* START PROVIDED RECORDS *

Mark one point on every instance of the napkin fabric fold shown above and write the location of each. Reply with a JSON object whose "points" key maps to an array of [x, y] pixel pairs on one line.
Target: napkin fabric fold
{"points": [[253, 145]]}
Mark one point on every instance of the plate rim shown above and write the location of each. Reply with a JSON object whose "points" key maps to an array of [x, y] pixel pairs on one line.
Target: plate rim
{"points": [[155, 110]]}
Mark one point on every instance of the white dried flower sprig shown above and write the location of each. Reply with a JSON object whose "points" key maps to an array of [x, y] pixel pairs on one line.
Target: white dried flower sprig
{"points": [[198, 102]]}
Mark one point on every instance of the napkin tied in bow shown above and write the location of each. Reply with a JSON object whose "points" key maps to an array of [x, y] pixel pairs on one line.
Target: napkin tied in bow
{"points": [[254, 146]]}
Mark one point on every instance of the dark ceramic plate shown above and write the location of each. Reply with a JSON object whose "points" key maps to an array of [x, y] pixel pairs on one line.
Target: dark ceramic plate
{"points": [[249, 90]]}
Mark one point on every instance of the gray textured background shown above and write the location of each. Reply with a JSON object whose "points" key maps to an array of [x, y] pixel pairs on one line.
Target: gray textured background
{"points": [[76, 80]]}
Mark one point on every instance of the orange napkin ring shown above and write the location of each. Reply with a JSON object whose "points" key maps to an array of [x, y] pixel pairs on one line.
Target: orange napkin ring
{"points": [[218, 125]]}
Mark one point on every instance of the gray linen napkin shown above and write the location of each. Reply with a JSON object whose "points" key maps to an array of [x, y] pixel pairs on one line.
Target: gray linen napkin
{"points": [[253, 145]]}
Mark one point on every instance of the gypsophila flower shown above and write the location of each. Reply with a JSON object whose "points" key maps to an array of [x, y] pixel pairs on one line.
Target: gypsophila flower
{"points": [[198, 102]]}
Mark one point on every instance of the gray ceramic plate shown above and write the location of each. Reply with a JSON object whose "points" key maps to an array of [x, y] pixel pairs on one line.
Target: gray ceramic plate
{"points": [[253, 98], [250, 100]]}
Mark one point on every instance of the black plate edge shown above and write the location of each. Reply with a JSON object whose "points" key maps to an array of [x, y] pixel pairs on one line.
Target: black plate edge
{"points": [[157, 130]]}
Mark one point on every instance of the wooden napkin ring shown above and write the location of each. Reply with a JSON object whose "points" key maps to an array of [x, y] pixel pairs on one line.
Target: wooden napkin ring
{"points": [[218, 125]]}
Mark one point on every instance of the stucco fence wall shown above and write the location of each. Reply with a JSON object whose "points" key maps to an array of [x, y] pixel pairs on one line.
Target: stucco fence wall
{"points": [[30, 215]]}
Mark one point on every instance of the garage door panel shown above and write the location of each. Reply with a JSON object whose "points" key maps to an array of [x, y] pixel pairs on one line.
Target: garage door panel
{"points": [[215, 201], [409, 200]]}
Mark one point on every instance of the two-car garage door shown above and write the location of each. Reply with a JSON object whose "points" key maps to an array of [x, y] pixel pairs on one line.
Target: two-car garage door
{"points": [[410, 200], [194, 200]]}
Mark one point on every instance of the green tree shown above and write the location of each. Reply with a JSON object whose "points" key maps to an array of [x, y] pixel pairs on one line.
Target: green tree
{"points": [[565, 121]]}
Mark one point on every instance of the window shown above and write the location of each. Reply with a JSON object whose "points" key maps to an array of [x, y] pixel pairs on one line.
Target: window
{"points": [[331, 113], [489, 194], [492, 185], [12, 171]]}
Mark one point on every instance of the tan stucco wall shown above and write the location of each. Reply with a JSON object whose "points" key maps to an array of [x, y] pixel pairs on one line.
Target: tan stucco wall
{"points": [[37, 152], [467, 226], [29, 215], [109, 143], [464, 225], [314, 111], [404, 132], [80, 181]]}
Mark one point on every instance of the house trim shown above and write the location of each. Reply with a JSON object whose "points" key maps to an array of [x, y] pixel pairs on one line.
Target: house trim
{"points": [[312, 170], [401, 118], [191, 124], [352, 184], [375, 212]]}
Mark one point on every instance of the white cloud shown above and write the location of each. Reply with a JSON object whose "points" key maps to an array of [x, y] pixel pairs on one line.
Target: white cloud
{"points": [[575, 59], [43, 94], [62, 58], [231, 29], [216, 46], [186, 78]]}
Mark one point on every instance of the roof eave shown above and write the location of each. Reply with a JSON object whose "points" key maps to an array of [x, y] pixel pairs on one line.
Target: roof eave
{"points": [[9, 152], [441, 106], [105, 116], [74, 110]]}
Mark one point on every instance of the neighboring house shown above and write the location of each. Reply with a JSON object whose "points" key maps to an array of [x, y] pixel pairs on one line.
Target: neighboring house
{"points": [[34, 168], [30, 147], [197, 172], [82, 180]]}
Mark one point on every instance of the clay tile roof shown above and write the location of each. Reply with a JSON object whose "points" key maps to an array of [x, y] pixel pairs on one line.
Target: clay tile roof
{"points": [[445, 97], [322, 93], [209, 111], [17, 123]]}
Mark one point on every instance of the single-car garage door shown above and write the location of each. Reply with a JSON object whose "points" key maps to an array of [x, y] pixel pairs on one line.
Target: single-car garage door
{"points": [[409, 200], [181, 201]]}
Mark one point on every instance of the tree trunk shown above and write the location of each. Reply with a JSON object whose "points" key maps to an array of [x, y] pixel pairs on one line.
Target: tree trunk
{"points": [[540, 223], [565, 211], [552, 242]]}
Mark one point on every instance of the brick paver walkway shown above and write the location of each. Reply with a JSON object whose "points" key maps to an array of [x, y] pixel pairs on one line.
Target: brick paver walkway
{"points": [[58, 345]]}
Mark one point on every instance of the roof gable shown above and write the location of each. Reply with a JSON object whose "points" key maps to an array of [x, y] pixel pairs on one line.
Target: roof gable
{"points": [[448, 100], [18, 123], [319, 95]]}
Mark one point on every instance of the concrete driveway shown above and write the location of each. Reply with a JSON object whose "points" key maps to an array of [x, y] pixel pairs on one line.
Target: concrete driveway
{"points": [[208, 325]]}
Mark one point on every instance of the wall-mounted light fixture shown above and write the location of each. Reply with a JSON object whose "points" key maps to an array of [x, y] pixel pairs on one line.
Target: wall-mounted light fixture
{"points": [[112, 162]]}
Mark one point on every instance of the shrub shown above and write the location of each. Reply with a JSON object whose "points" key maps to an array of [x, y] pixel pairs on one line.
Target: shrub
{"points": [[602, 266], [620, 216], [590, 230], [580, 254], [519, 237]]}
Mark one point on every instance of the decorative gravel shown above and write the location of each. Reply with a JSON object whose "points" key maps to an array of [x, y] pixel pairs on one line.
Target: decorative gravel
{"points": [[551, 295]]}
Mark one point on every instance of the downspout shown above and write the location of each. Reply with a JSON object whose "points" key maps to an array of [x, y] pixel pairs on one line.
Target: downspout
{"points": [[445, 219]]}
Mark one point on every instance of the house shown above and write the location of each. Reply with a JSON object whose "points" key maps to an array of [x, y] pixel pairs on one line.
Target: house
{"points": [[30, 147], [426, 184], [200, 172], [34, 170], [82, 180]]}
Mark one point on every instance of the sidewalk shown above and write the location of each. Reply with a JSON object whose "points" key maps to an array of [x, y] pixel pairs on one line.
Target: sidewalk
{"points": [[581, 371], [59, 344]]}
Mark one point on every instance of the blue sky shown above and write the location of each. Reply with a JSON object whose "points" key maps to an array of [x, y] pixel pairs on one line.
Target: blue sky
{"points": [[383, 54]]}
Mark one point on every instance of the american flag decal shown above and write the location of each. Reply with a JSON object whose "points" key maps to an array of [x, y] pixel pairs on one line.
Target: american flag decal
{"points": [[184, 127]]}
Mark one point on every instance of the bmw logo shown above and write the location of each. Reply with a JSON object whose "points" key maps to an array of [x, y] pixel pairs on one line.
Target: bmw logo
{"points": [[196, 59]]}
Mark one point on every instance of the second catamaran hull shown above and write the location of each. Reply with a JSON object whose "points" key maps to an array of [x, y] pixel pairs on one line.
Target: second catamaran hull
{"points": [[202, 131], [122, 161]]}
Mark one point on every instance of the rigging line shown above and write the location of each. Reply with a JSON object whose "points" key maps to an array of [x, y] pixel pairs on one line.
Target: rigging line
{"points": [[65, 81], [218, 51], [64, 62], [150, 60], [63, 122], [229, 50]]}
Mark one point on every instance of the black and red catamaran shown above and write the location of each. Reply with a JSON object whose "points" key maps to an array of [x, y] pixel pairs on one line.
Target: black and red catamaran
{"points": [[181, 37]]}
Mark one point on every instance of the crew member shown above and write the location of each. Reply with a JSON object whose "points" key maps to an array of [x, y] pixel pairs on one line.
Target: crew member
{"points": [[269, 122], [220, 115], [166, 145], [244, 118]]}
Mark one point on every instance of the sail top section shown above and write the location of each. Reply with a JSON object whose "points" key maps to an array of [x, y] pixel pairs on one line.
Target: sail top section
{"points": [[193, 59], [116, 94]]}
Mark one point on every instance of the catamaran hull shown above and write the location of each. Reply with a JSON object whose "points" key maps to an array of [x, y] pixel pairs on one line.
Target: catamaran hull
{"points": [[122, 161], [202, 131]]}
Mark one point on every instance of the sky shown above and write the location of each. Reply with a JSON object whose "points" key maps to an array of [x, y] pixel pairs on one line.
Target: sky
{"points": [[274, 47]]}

* END PROVIDED RECORDS *

◆ REQUIREMENT ◆
Rewrite the records from the line containing "Mark one point on every instance of the black and" through the last line of the records as a numbered list, leaving out any blank lines.

◆ TASK ANSWER ◆
1. Mark one point on every instance of the black and red catamaran shown above and write the location of each. Reply with a JSON object whose "points" key maps to an array of [x, y] pixel pairs on one line.
2. Target: black and red catamaran
3. {"points": [[181, 37]]}
4. Mark one point on every instance of the crew member shown above and write the location of each. Reply with a JSON object whose "points" key maps to an array of [x, y] pixel pairs on one line.
5. Target: crew member
6. {"points": [[269, 122], [220, 115], [166, 145], [244, 118]]}
7. Mark one point on every instance of the sail top section shown above and write the location of each. Reply with a JSON object whose "points" key maps to an array of [x, y] pixel pairs on one line.
8. Target: sail top section
9. {"points": [[193, 59], [116, 94]]}
10. Mark one point on every instance of the catamaran hull shown above and write the location of each. Reply with a JSON object whose "points" key maps to an array of [x, y] pixel pairs on one line.
11. Target: catamaran hull
12. {"points": [[122, 161], [202, 131]]}
13. Mark one point on every instance of the sky shown above and write the location of each. Reply with a JSON object whose "points" key maps to an array of [x, y] pixel pairs on one line.
14. Target: sky
15. {"points": [[274, 47]]}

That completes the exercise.